Two-time Oscar-nominated cinematographer Ed Lachman looked shattered by the time he sat down with us for an interview here at EnergaCamerimage in Torun, Poland.
“I broke my hip, and it didn’t heal correctly. Now I’ve got an operation,” Lachman said of his physical state.
“But he called me again to do this film,” Lachman continued, referring to Chilean filmmaker Pablo Larraín, whom he has briefly left on set in Budapest where they are shooting a Steven Knight-scripted Maria Callas biopic starring Angelina Jolie.
“I said yeah, sure, I’ll do it. And before that, I had lead poisoning, so it’ll just go on and on.”
He added: “It’s amazing what you can get by with if you try.”

__LISTED RECORDS__.
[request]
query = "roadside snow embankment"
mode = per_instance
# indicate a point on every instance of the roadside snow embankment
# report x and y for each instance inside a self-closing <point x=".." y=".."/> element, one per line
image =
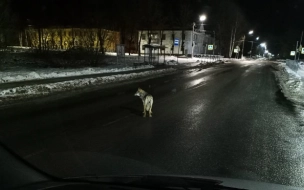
<point x="43" y="89"/>
<point x="25" y="75"/>
<point x="290" y="82"/>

__TASKS AND EXERCISES__.
#1 Using the text about cinematographer Ed Lachman, decide whether each statement agrees with it. Answer yes or no and quote the words that settle it.
(a) Lachman's broken hip healed correctly.
(b) The Maria Callas biopic is being shot in Budapest.
(c) Angelina Jolie wrote the script for the Maria Callas biopic.
#2 Answer these questions from the text about cinematographer Ed Lachman:
(a) How many times has Lachman been nominated for an Oscar?
(b) What nationality does the text give for Pablo Larraín?
(c) Besides the hip injury, what health problem does Lachman say he had?
#3 Write the next part of the text about cinematographer Ed Lachman, picking up after its final sentence.
The rows were taken from a separate source and have no connection to the text about cinematographer Ed Lachman.

__TASK-BY-TASK RESULTS__.
#1
(a) No: "I broke my hip, and it didn’t heal correctly."
(b) Yes: "on set in Budapest where they are shooting a Steven Knight-scripted Maria Callas biopic"
(c) No: "a Steven Knight-scripted Maria Callas biopic starring Angelina Jolie"

#2
(a) Two times.
(b) Chilean.
(c) Lead poisoning.

#3
Lachman’s injury occurred last year after he finished shooting Larraín’s black-and-white Augusto Pinochet satire El Conde, which he is promoting here at Camerimage. The inventive feature, which took the best screenplay award at Venice, is set in a parallel universe where fascist Chilean dictator Augusto Pinochet exists as a vampire. After being ousted from power, Pinochet is now hidden in a ruined mansion on the cold southern tip of the continent. He has decided to stop drinking blood and abandon the privilege of eternal life. However, despite his disappointing and opportunistic family, he finds new inspiration to continue living through an unexpected relationship.
Larraín made El Conde for Netflix which marked his first collaboration with Lachman, who is best known for his work with filmmaker Todd Haynes.
“From his first film, Tony Manero, I’ve always liked his films,” Lachman said of Larraín. “Firstly, he always finds a different visual language to tell his stories. And, secondly, there’s always a political and social context to why he’s telling the story.”
He added: “Alfonso Cuarón and Pablo, I think, are the two most interesting South American filmmakers today.”
With over 80 credits across features, TV, and music videos, El Conde was the first time Lachman had shot on a vampire project, which he said allowed for formal experimentation on set.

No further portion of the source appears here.